Exercise objective:
Starting from the line containing "of the standing", write out every remaining line exactly, the last one included.

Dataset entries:
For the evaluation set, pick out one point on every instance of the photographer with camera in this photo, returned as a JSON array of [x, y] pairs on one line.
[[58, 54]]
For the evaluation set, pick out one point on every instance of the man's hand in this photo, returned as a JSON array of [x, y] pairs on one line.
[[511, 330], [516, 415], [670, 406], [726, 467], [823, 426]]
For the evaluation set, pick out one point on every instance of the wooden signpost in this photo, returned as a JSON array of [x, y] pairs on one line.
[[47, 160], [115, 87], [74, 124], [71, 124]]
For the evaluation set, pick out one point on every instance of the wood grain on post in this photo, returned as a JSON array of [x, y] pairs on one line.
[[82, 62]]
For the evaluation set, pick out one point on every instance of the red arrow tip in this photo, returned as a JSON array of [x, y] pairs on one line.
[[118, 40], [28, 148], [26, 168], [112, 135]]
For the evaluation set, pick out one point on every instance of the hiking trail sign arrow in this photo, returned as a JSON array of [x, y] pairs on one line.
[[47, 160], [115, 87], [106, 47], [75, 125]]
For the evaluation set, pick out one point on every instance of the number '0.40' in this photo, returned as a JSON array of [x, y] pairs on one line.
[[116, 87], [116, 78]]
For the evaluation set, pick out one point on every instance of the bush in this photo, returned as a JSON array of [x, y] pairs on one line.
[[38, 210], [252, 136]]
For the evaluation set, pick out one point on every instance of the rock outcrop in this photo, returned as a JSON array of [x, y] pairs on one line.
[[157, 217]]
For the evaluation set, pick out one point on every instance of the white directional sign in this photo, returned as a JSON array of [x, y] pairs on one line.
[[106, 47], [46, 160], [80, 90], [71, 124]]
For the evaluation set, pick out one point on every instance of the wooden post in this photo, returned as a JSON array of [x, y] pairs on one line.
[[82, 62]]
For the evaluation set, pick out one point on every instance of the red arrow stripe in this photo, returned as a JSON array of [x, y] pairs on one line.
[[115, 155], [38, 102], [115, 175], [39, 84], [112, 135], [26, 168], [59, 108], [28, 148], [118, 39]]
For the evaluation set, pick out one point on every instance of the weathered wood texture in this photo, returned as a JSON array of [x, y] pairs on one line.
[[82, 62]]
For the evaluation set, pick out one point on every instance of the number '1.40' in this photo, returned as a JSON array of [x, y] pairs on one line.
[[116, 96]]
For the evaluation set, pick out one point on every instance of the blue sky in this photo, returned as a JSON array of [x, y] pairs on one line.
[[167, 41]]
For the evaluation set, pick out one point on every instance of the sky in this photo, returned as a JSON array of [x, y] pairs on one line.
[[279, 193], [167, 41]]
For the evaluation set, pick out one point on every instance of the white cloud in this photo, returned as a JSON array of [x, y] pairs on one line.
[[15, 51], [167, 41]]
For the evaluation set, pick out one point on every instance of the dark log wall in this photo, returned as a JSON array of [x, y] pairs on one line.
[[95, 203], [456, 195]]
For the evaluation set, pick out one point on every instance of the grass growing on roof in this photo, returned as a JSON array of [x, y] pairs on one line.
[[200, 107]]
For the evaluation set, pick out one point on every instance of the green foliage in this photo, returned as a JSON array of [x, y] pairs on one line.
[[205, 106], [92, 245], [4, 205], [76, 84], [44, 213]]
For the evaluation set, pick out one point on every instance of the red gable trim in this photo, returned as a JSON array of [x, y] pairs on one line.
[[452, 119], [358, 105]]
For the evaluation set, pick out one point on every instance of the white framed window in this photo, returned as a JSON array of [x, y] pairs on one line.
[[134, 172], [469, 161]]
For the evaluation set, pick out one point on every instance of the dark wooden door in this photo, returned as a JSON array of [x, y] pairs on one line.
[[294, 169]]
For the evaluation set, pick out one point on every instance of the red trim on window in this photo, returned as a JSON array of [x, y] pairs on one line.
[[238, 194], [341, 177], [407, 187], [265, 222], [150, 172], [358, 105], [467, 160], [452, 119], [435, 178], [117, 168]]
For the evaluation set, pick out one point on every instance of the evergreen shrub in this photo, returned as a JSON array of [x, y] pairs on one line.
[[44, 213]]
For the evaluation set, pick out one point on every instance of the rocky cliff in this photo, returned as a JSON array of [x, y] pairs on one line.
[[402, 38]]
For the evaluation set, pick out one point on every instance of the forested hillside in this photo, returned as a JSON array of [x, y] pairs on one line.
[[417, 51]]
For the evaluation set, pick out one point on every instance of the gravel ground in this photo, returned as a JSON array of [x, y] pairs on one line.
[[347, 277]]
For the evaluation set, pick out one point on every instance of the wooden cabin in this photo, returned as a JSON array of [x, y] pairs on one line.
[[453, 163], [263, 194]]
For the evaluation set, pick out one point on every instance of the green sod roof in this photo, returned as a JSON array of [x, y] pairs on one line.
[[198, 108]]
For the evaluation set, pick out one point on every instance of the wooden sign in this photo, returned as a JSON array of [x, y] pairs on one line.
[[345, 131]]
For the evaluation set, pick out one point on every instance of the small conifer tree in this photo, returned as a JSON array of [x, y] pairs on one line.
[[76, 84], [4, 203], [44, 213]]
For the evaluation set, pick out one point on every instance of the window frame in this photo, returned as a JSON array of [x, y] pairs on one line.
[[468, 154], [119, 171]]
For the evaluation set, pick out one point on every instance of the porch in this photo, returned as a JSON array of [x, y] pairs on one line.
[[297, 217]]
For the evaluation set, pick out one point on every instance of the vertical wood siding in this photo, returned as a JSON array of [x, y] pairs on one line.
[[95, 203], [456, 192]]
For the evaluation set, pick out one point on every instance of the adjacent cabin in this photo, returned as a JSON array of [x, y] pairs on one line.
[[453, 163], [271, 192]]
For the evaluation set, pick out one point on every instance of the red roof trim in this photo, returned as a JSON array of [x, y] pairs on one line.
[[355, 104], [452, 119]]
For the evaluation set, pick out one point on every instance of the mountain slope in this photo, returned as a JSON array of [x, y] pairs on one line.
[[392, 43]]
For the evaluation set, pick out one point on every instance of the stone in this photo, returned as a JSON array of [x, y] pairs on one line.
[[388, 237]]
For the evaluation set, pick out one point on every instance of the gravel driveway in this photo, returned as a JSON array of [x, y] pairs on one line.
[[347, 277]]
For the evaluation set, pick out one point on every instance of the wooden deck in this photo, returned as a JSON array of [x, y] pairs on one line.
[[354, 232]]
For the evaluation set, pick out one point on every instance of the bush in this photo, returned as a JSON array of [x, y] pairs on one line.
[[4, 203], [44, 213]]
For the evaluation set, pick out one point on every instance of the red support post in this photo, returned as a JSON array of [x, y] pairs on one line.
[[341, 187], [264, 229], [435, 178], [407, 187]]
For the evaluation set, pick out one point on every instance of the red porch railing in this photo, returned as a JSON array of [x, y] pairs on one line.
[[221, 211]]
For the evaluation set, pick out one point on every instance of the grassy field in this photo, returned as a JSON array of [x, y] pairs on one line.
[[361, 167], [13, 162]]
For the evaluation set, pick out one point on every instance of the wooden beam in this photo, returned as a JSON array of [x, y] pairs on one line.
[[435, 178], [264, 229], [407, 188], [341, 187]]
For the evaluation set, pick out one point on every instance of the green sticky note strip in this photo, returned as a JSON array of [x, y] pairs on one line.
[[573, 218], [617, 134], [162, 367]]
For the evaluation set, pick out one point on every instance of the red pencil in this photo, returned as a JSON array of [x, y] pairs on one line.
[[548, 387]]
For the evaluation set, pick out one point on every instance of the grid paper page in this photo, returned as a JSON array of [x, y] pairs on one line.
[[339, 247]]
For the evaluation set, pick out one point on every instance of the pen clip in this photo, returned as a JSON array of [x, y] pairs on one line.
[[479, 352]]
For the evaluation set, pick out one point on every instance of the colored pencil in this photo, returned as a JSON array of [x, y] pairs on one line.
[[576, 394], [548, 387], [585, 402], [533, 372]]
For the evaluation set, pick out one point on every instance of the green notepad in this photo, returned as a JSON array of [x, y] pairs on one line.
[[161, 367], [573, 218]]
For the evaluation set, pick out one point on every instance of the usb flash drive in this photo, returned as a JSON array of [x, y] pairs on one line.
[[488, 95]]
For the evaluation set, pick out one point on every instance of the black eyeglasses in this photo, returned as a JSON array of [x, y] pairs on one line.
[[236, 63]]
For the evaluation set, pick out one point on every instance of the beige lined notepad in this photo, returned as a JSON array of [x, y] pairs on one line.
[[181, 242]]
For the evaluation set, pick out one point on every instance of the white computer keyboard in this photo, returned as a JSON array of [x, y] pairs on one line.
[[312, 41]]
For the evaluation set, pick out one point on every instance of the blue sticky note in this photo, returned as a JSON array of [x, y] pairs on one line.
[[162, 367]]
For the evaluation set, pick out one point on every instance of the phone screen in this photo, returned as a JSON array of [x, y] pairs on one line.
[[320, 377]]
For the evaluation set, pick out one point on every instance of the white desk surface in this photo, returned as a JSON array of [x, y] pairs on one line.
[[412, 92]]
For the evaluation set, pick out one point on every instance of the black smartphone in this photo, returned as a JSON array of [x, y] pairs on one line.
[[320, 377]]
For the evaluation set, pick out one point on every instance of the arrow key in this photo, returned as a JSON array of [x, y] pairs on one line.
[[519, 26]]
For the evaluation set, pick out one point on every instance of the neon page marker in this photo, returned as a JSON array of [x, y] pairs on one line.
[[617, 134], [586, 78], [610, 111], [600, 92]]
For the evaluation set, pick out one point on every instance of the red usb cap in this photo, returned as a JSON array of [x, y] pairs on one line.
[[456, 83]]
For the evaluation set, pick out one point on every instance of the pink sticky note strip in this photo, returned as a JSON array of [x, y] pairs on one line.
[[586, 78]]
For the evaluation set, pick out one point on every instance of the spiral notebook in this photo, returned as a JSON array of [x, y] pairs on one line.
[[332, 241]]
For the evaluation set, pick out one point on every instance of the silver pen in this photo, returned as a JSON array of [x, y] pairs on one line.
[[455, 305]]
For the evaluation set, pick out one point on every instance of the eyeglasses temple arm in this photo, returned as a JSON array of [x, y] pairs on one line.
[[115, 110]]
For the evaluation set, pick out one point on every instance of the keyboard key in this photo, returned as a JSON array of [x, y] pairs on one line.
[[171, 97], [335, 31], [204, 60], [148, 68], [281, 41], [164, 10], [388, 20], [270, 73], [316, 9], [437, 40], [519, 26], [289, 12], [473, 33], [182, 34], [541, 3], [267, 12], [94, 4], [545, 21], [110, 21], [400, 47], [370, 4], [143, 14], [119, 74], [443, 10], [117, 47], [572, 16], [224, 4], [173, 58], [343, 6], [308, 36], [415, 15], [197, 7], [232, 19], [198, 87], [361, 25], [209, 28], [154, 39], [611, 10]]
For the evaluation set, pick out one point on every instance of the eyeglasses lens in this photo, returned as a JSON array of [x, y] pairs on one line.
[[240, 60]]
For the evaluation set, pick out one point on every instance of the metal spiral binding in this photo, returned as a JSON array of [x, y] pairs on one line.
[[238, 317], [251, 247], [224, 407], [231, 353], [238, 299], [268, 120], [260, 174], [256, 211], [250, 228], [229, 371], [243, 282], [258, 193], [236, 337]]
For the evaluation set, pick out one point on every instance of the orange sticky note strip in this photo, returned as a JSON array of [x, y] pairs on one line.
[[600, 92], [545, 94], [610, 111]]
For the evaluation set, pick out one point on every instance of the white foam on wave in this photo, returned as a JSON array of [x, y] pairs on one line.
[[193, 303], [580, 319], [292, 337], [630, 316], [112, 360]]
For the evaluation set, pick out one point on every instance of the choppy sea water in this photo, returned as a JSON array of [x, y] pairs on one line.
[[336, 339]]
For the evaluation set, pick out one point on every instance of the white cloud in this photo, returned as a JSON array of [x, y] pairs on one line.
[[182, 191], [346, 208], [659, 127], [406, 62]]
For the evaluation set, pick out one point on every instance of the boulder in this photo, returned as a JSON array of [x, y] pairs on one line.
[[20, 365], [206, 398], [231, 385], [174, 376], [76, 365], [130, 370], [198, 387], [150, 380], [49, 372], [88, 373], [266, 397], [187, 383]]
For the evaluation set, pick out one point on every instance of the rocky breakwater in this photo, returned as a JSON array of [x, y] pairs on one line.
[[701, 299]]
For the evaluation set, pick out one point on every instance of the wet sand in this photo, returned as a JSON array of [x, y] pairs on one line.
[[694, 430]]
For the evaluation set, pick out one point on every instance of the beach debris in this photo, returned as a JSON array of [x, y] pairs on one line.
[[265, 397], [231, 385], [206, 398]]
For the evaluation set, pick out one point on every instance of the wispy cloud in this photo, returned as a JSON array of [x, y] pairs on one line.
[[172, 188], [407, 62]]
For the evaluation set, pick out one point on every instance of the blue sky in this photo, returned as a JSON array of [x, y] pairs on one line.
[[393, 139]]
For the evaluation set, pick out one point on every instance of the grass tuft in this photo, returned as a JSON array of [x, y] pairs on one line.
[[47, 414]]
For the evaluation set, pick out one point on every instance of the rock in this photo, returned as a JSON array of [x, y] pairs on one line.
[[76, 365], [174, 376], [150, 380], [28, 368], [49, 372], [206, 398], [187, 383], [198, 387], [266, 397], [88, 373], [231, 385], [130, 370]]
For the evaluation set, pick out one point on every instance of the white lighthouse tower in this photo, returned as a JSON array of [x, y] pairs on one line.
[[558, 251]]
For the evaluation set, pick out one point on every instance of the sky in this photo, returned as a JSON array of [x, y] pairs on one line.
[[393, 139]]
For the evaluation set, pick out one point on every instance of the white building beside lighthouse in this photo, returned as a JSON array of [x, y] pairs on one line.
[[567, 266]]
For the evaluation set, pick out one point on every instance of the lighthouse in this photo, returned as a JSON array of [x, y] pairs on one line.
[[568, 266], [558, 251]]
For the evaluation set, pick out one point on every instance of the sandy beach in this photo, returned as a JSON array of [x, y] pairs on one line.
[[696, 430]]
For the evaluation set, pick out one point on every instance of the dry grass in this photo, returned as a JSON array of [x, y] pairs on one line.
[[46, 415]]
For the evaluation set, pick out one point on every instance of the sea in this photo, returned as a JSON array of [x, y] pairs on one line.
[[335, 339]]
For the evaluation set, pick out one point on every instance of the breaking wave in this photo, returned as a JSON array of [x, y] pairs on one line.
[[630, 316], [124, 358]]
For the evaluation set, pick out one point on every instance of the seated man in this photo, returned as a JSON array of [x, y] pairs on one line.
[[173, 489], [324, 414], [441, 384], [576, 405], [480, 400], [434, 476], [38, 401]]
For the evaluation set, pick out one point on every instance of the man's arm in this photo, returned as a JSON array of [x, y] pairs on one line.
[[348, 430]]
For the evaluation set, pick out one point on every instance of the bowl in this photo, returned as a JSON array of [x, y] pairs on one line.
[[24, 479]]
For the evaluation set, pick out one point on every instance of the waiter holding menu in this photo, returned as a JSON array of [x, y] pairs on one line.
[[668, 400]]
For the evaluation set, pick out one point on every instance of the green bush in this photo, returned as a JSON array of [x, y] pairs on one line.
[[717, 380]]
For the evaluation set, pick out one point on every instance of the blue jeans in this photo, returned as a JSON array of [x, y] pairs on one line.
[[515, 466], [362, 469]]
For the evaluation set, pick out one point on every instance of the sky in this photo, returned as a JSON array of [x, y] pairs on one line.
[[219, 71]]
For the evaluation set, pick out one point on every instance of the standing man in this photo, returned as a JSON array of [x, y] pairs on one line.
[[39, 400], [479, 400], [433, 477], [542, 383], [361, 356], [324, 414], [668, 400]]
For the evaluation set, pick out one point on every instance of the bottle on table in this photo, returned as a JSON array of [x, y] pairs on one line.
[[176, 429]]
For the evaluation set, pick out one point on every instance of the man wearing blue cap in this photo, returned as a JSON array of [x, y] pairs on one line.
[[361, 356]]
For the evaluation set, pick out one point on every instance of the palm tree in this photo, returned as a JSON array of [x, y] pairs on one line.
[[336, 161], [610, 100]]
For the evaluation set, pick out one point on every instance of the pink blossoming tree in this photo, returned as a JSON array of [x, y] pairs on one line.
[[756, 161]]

Solution:
For the evaluation set, pick out one point on every instance of the standing man in this photo, returned as a JSON array of [x, y] pairs on one line.
[[39, 400], [479, 400], [433, 477], [542, 383], [361, 356], [324, 414], [668, 400]]
For the evaluation set, pick out one point on every instance of the bottle on table in this photo, returned as a JSON array of [x, y] pairs on one line.
[[176, 429]]
For the evaluation set, pick out one point on every instance of the man wearing blue cap in this photo, returned as a JSON array of [x, y] pairs on one line.
[[361, 356]]
For the evaluation set, pick out one point on every instance of the palm tree in this photo, returned as a JSON array of [x, y] pairs on one line.
[[336, 161], [610, 100]]
For the evaluation set, pick out one point on every instance of the pink blossoming tree in this photo, returned as a JSON array of [x, y] pairs on one line.
[[756, 161]]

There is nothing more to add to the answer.